- _PROBLEM REQUIREMENTS_:
Write out every line of the data below word for word, leaving out the pictures.

(Items from a data source)
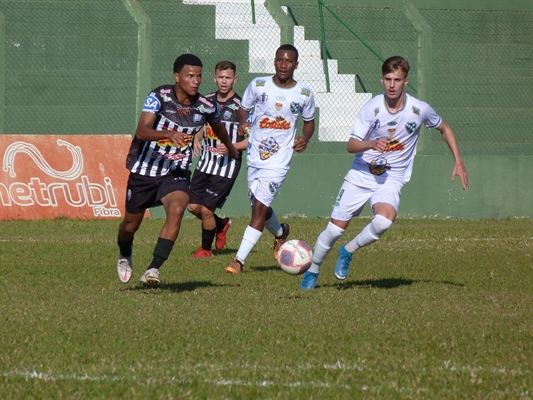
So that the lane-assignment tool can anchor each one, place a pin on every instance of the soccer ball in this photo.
(295, 257)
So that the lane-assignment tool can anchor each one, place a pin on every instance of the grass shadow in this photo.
(179, 287)
(387, 283)
(266, 268)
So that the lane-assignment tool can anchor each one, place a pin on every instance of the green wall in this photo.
(499, 187)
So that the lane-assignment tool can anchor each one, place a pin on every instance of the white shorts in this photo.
(359, 187)
(264, 184)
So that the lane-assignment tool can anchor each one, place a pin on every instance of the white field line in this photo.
(447, 366)
(425, 240)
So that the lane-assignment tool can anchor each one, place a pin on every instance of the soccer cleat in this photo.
(124, 268)
(309, 280)
(150, 278)
(343, 263)
(278, 242)
(235, 267)
(202, 253)
(220, 241)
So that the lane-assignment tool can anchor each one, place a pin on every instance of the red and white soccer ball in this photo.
(295, 257)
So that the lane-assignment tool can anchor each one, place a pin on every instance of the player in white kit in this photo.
(276, 101)
(384, 139)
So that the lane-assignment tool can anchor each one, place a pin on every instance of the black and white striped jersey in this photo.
(210, 161)
(159, 158)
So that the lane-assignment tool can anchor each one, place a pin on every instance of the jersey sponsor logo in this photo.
(378, 166)
(172, 157)
(210, 134)
(279, 123)
(203, 100)
(151, 104)
(295, 108)
(410, 127)
(263, 98)
(394, 145)
(268, 148)
(184, 110)
(168, 143)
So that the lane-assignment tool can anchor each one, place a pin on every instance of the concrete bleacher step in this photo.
(338, 108)
(337, 114)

- _THE COMPLETED TASK_:
So that the lane-assignment tool can anchor each one, place a pin on every instance of the soccer ball in this photo.
(295, 257)
So that the lane-assignment tool can anchor each one, place a pin on every instance of the grass shadow in this photo.
(179, 287)
(387, 283)
(266, 268)
So that the lane-assignment tool can anchor each one, place a pin on every instance of the green wall in this photo.
(499, 187)
So that the lane-assignment tool can anchor each one, place a pin on every instance of the white shorts in this photo.
(359, 187)
(264, 184)
So that the lane-assignment tool can anchor each one, place a pin on every instance of the white field line in this photo.
(447, 366)
(425, 240)
So that the lane-assignment tool can anchor each one, place a pin on every instance of the soccer cleat in this photo.
(124, 268)
(309, 280)
(150, 278)
(343, 263)
(278, 242)
(235, 267)
(202, 253)
(220, 241)
So that the lane-assignment tool can anchor each one, place a pin on every instance of the red and white soccer ball in this photo.
(295, 257)
So that the lane-assignment tool can anchor each one, place a pin on every instance of the player in white kit in this photo.
(276, 101)
(384, 139)
So that the lane-assignment tool can anchor each one, place a pin on every instance of the black and white striped jersey in this photo.
(210, 161)
(159, 158)
So that the lane-assignment tool can anchor each one, place a pin on every instance of the jersey sponsor logo in this photo.
(378, 166)
(172, 157)
(210, 134)
(279, 123)
(203, 100)
(151, 104)
(295, 108)
(410, 127)
(263, 98)
(394, 145)
(268, 148)
(184, 110)
(168, 143)
So that the lane-assignment tool can anchor each one, place a pin on every instance of the concrete bleacher step in this photo.
(338, 108)
(337, 114)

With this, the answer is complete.